SUPPLIED DATA ▸
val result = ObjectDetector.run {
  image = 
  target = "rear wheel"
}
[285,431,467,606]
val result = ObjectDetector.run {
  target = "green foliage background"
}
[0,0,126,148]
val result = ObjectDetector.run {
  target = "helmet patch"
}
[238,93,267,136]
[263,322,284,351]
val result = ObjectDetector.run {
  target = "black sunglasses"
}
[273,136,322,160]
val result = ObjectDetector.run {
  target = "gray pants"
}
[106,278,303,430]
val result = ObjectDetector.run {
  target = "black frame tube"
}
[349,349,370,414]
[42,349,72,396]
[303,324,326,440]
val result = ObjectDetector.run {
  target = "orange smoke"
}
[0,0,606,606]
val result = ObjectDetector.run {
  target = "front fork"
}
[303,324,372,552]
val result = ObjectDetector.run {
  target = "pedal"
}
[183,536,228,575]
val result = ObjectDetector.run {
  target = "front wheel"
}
==
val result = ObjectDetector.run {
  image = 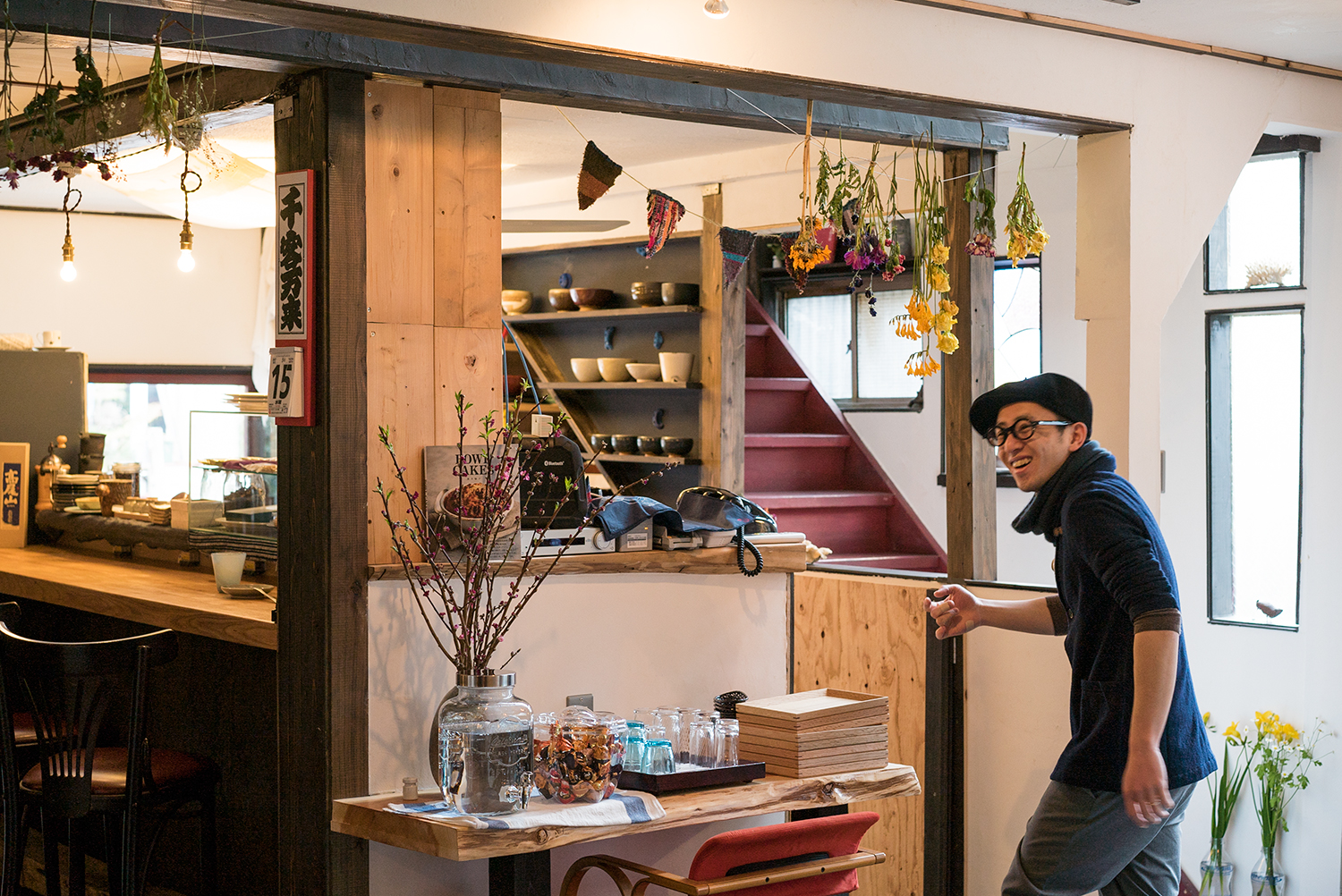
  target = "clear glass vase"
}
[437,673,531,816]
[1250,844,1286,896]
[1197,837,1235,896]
* * *
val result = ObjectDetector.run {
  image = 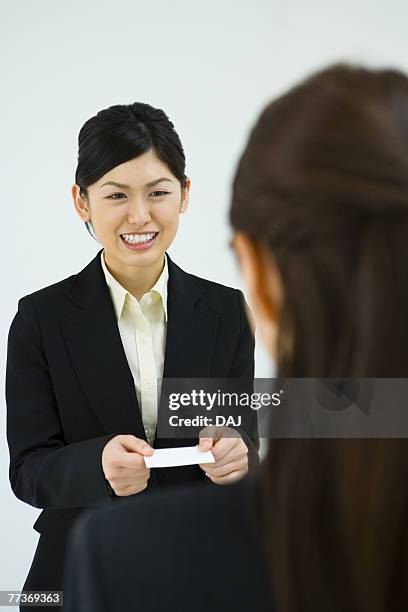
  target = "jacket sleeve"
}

STATED TASK ▸ List every line of the material above that contains the string "front", matching case exactly.

OUTPUT ▸
  target = "front fork"
  target = "front wheel"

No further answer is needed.